* BLOC DE TEXTE:
* * * * * * *

Du temps de Vaugelas, quelques-uns, même à la cour, disaient encliner ; c'est un archaïsme ; Balzac l'a encore dit : à quoi il voyait que tous enclinoient, le Prince, 22.

HISTORIQUE

XIe s. Li rois paiens profondement l'encline [s'incline devant lui], Ch. de Rol. LXXV.

XIIe s. Et chascuns d'eux inclina à Mahon, Ronc. p. 128. Marsille l'ot [ouït], s'a la teste enclinée, ib. p. 146. Prendons garde de com grant force il fut, cui li amors de tant oir [de tant d'héritiers] n'enclinat à avarisce d'eritage, Job, p. 443.

XIIIe s. De joie s'est la vieille vers le roy enclinée, Berte, XVI. Dès que les vi, vers eus [je] m'enclin, Saluai les le chief enclin, la Rose, 10097. Nos devons encliner nostre ame au contraire de nos desirriers jusqu'à tant que li mi [le milieu] viegne, Latini, Trés. p. 274.

XIVe s. L'en ly doit faire reverence selon ce que il appartiont à son age, si come en soy lever ou encliner contre eulz, ou en teles choses, Oresme, Eth. 262. Il est tout cler que telles petites fortunes ne font pas incliner la vie d'un bon homme en mal ou en misere, Oresme, ib. 24.

XVe s. Le comte de Flandre passoit outre sans parler et les inclinoit moult petit de chef, Froissart, II, II, 60. Le jeune Edouard s'adonnoit le plus et s'inclinoit de regard et d'amour sur Philippe [fille de Guillaume de Hainaut] que sur les autres, Froissart, I, I, 15.

* * * * * * *

* DONNÉES FOURNIES:
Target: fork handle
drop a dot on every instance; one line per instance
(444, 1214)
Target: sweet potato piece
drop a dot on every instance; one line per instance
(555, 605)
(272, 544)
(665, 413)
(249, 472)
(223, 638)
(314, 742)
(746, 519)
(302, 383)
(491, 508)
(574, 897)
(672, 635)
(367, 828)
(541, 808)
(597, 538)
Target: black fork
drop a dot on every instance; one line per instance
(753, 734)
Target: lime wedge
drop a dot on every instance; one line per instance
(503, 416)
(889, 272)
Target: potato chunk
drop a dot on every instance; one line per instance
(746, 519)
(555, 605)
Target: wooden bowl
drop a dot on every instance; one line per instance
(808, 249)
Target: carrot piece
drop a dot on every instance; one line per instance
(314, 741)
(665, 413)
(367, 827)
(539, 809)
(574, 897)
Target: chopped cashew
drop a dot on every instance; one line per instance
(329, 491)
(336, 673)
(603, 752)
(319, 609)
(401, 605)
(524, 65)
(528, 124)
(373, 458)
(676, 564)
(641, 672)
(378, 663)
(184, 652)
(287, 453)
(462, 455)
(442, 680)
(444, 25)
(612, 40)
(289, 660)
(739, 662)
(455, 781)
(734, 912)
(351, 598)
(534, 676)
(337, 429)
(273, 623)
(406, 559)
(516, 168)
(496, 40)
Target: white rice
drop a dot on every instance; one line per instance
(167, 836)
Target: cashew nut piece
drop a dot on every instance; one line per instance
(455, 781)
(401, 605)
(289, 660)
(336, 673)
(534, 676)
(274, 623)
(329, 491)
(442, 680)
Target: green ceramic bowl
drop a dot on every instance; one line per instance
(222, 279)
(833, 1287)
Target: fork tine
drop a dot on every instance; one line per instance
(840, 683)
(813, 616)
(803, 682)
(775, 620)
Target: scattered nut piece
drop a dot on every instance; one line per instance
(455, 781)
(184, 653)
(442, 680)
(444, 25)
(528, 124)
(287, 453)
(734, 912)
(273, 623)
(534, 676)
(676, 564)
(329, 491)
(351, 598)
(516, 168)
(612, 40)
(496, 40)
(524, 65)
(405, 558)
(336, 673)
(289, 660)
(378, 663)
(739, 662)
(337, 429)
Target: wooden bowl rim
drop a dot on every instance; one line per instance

* * * * * * *

* TRAVAIL DEMANDÉ:
(1) Indiquez si chacune des affirmations suivantes s'accorde avec l'extrait sur « encliner », en répondant par oui ou par non et en citant les mots décisifs de l'extrait : (a) Balzac a encore employé la forme « encliner ». (b) L'exemple tiré de la Chanson de Roland est classé au XIIe siècle. (c) Chez Froissart, le comte de Flandre passe outre sans parler.
(2) Selon l'extrait sur « encliner », qu'est-ce que la forme « encliner » employée du temps de Vaugelas ?
(3) Recopiez l'extrait sur « encliner » en commençant par « XIe s. Li rois » et en continuant jusqu'à « Oresme, ib. 24. ».
Les données n'interviennent pas dans ce travail.

* RÉPONSES AUX EXERCICES:
(1)
(a) Oui : « Balzac l'a encore dit ».
(b) Non : « XIe s. Li rois paiens profondement l'encline ».
(c) Oui : « Le comte de Flandre passoit outre sans parler ».

(2) C'est un archaïsme.

(3)
XIe s. Li rois paiens profondement l'encline [s'incline devant lui], Ch. de Rol. LXXV.

XIIe s. Et chascuns d'eux inclina à Mahon, Ronc. p. 128. Marsille l'ot [ouït], s'a la teste enclinée, ib. p. 146. Prendons garde de com grant force il fut, cui li amors de tant oir [de tant d'héritiers] n'enclinat à avarisce d'eritage, Job, p. 443.

XIIIe s. De joie s'est la vieille vers le roy enclinée, Berte, XVI. Dès que les vi, vers eus [je] m'enclin, Saluai les le chief enclin, la Rose, 10097. Nos devons encliner nostre ame au contraire de nos desirriers jusqu'à tant que li mi [le milieu] viegne, Latini, Trés. p. 274.

XIVe s. L'en ly doit faire reverence selon ce que il appartiont à son age, si come en soy lever ou encliner contre eulz, ou en teles choses, Oresme, Eth. 262. Il est tout cler que telles petites fortunes ne font pas incliner la vie d'un bon homme en mal ou en misere, Oresme, ib. 24.